## Problem to solve:
With the images omitted, return all of the entries exactly as they stand.

## The data:
########################################
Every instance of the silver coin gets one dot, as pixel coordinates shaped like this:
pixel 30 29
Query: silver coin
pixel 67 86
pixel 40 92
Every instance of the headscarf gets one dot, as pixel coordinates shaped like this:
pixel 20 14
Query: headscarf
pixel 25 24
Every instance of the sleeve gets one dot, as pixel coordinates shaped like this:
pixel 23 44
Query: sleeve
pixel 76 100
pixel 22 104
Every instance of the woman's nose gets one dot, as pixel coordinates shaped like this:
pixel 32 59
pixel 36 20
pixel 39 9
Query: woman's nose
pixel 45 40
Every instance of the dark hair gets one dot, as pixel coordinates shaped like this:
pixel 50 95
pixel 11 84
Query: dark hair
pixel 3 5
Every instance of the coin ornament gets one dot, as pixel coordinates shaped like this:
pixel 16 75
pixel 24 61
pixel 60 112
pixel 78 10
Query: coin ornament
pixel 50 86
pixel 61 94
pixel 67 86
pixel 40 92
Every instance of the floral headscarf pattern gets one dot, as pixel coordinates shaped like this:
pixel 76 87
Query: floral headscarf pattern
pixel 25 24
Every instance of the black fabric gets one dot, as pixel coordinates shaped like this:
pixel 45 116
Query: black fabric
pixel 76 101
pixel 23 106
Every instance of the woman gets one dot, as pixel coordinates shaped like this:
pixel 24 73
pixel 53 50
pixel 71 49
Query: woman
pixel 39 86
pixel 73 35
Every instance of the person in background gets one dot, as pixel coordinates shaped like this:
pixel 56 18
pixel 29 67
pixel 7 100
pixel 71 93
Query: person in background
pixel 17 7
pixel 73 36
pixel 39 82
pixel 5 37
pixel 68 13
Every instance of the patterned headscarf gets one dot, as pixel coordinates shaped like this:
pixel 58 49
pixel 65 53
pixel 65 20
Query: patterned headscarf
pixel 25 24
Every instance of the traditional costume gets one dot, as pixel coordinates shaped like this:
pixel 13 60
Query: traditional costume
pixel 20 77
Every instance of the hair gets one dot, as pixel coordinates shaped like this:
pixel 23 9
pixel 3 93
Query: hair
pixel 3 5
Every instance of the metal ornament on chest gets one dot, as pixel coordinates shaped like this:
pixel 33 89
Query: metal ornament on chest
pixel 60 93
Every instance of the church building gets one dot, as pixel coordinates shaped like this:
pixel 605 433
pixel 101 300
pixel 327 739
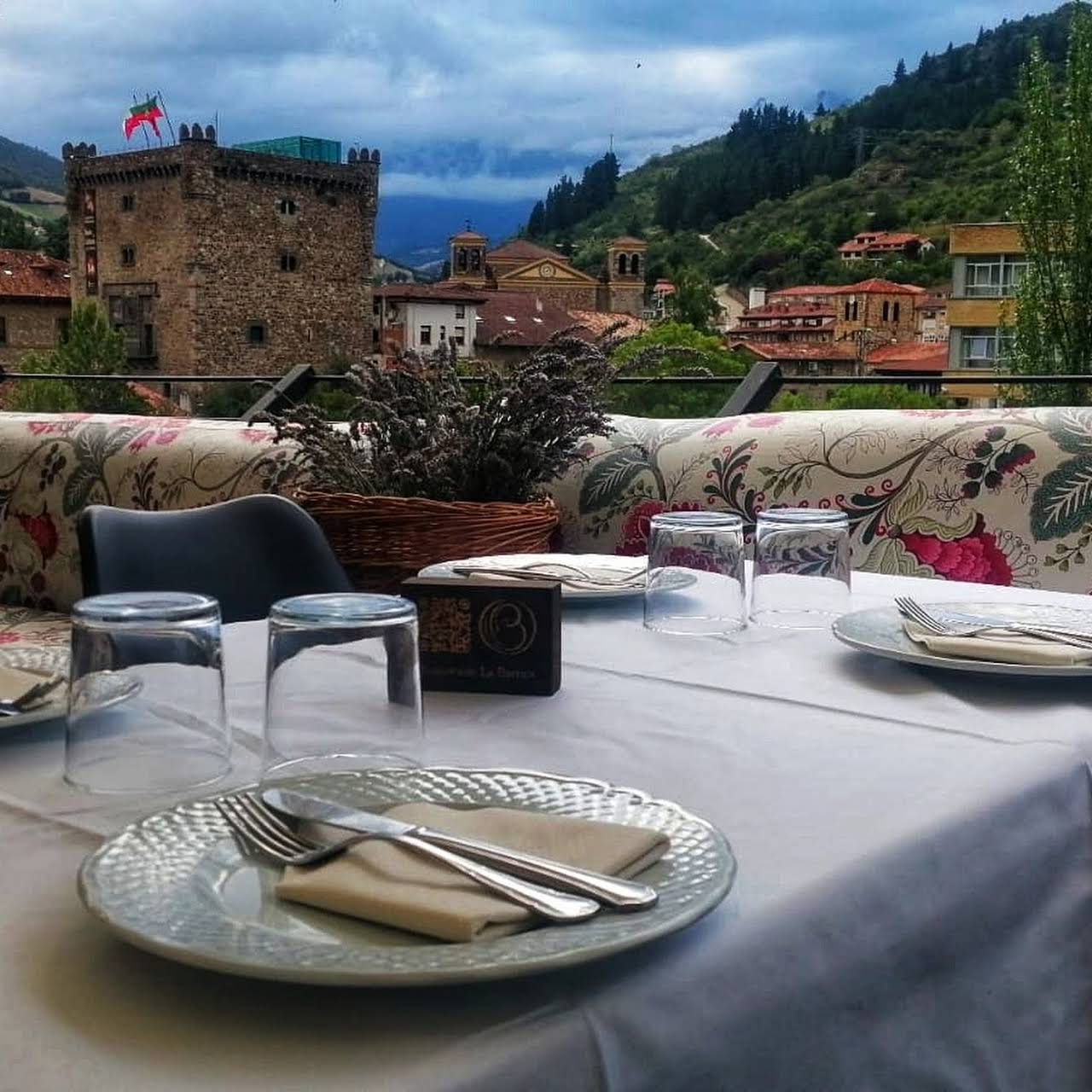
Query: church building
pixel 521 265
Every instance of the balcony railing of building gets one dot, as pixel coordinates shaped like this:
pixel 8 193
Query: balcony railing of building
pixel 751 393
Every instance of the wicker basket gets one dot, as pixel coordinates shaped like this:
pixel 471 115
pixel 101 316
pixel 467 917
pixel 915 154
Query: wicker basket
pixel 380 541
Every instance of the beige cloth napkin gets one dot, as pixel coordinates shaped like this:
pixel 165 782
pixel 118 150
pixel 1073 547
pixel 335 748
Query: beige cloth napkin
pixel 385 882
pixel 1002 647
pixel 15 682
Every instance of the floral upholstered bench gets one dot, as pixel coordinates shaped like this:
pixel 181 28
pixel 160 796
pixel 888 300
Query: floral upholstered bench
pixel 995 496
pixel 53 465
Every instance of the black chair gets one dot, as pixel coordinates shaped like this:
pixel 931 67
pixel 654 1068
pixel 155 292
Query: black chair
pixel 248 553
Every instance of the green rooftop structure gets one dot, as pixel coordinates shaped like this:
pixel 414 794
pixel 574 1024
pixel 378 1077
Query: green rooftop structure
pixel 297 148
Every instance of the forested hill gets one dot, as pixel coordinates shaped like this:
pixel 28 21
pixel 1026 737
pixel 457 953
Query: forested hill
pixel 22 165
pixel 923 150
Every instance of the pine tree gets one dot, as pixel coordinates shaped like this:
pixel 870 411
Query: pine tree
pixel 1052 176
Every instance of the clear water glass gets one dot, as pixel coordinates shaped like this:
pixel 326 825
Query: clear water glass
pixel 342 685
pixel 145 709
pixel 696 581
pixel 802 568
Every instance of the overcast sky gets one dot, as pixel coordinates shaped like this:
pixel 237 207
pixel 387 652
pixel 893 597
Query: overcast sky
pixel 463 97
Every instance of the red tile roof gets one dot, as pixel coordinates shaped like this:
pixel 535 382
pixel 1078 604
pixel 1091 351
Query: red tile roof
pixel 798 351
pixel 453 292
pixel 909 356
pixel 520 319
pixel 599 322
pixel 27 276
pixel 880 287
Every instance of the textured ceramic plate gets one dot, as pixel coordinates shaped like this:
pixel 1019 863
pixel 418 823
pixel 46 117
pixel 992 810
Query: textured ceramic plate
pixel 176 884
pixel 107 689
pixel 608 562
pixel 880 631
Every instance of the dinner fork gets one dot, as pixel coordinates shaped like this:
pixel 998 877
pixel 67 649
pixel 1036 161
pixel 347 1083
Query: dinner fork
pixel 262 831
pixel 912 609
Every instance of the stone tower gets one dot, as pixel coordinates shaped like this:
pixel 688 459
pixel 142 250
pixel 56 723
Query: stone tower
pixel 467 253
pixel 215 260
pixel 626 276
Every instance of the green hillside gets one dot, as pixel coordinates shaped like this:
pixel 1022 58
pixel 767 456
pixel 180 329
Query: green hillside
pixel 778 192
pixel 22 165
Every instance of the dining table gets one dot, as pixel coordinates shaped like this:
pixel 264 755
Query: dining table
pixel 912 908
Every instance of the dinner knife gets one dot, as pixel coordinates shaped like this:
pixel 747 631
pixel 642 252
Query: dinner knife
pixel 611 890
pixel 1040 629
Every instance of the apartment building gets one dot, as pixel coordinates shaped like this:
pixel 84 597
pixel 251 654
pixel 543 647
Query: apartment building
pixel 987 264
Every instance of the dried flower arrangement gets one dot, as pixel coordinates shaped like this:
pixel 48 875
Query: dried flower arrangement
########################################
## Solution below:
Every instance of the silver coin gets one dot, as pixel coordinates shaped like this:
pixel 30 29
Query: silver coin
pixel 67 86
pixel 40 92
Every instance of the headscarf gets one dot, as pixel coordinates shaped like this:
pixel 20 14
Query: headscarf
pixel 25 24
Every instance of the sleeve gets one dot, as pixel coordinates shaped like this:
pixel 23 44
Query: sleeve
pixel 76 100
pixel 22 104
Every instance of the woman's nose gets one dot, as pixel coordinates shaped like this:
pixel 32 59
pixel 36 20
pixel 39 9
Query: woman's nose
pixel 45 40
Every instance of the dark hair gets one dot, as pixel coordinates shaped like this:
pixel 50 95
pixel 11 84
Query: dark hair
pixel 3 5
Every instance of the coin ornament gets one dot, as pixel coordinates shaped like this:
pixel 16 75
pixel 24 61
pixel 60 112
pixel 78 10
Query: coin ornament
pixel 50 86
pixel 61 94
pixel 67 86
pixel 40 92
Every instance of the floral headscarf pattern gets one dot, as pixel coordinates shaped like this:
pixel 76 87
Query: floral headscarf pattern
pixel 25 24
Every instance of the black fabric gets one dot, as pixel coordinates shaped like this:
pixel 45 116
Query: black fabric
pixel 76 101
pixel 23 106
Every instance of the woman gets one dot, as pixel coordinates shaped like this:
pixel 24 73
pixel 53 50
pixel 71 49
Query: woman
pixel 39 86
pixel 73 35
Every instance of the person in background gets one dot, as pixel coordinates shaped like this:
pixel 56 18
pixel 29 67
pixel 7 100
pixel 71 93
Query: person in background
pixel 17 7
pixel 73 36
pixel 39 82
pixel 5 37
pixel 68 13
Every instance of the patterned headscarf gets one dot, as pixel coordinates shaped like this:
pixel 58 49
pixel 65 53
pixel 65 20
Query: patterned headscarf
pixel 25 24
Every instance of the traditional costume gets one dot, as pixel coordinates shaped like this:
pixel 13 60
Query: traditional costume
pixel 20 77
Every instance of the hair gets one dot, as pixel coordinates shaped like this:
pixel 23 9
pixel 3 93
Query: hair
pixel 3 5
Every instance of the metal ornament on chest gets one dot, as pixel coordinates shaped like this:
pixel 33 89
Query: metal ornament on chest
pixel 60 93
Every instance of the church building gets one dot, as pixel coordinates shaped like this:
pixel 605 433
pixel 101 300
pixel 327 739
Query: church building
pixel 521 265
Every instance of the balcony railing of building gets one dot, as pixel coordinates shaped like this:
pixel 8 193
Query: balcony railing of building
pixel 751 393
Every instance of the wicker basket gets one dot, as pixel coordinates shaped like this:
pixel 471 115
pixel 101 316
pixel 467 917
pixel 915 154
Query: wicker basket
pixel 380 541
Every instance of the beige cloth napkin gets one dot, as pixel coordinates shaped like this:
pixel 165 782
pixel 118 150
pixel 1073 547
pixel 335 748
Query: beige cloth napkin
pixel 385 882
pixel 1002 647
pixel 15 682
Every instance of the floral upholstered bench gets one dot, as pixel coordinates shaped like this:
pixel 181 28
pixel 160 796
pixel 888 300
Query: floral upholstered bench
pixel 995 496
pixel 53 465
Every instance of the black chair gets one dot, as pixel coordinates shaped like this:
pixel 931 67
pixel 654 1068
pixel 155 292
Query: black chair
pixel 248 553
Every instance of the green rooftop structure gets one dot, as pixel coordinates shaped like this:
pixel 414 794
pixel 574 1024
pixel 378 1077
Query: green rooftop structure
pixel 297 148
Every instance of the forested hill gets one dot, as pixel coordinates shaped like this:
pixel 28 21
pixel 1026 737
pixel 457 953
Query: forested hill
pixel 22 165
pixel 923 150
Every instance of the pine tree gets one dot, as pixel coordinates shaped like this:
pixel 870 411
Query: pine tree
pixel 1052 176
Every instance of the clear water glass gets one dot, as pixel coordinates shaped like this:
pixel 326 825
Query: clear water glass
pixel 342 685
pixel 145 709
pixel 696 581
pixel 802 568
Every instance of the overcast sky gets one dot, as pixel coordinates shaped like this:
pixel 237 207
pixel 387 652
pixel 893 597
Query: overcast sky
pixel 463 97
Every instance of the red tile roof gets one dot, as pixel coordinates shaped like this:
pixel 535 382
pixel 1078 604
pixel 1091 351
Query: red tile roof
pixel 798 351
pixel 453 292
pixel 909 356
pixel 520 319
pixel 599 322
pixel 27 276
pixel 880 287
Every instance of the textured ceramic plate gets one dot, as pixel coordinates shaped like this:
pixel 1019 863
pixel 418 823
pixel 46 117
pixel 992 810
Query: textured ceramic plate
pixel 176 884
pixel 107 689
pixel 608 562
pixel 880 631
Every instance of the dinner fork gets one dot, as pixel coordinates shaped like this:
pixel 998 877
pixel 67 649
pixel 1036 161
pixel 347 1083
Query: dinner fork
pixel 262 831
pixel 912 609
Every instance of the stone tower gets one dot, as pixel coordinates shaped like this:
pixel 688 459
pixel 142 250
pixel 56 723
Query: stone tower
pixel 467 253
pixel 215 260
pixel 626 276
Every instance of the green hillside gets one dot, as pixel coordinates shaped like this:
pixel 1022 58
pixel 767 456
pixel 180 329
Query: green hillside
pixel 778 192
pixel 22 165
Every instance of the dining table gets one dot, as pixel coordinates shaped like this:
pixel 264 755
Query: dining table
pixel 912 908
Every instance of the dinner knife gets one dot, as pixel coordinates shaped like this:
pixel 747 631
pixel 642 252
Query: dinner knife
pixel 611 890
pixel 1040 629
Every instance of the apartment building gets one dot, as pixel coordinates shaped like this:
pixel 84 597
pixel 251 654
pixel 543 647
Query: apartment building
pixel 987 264
Every instance of the dried flower arrangement gets one dot, as pixel coordinates shaped like this:
pixel 48 875
Query: dried flower arrangement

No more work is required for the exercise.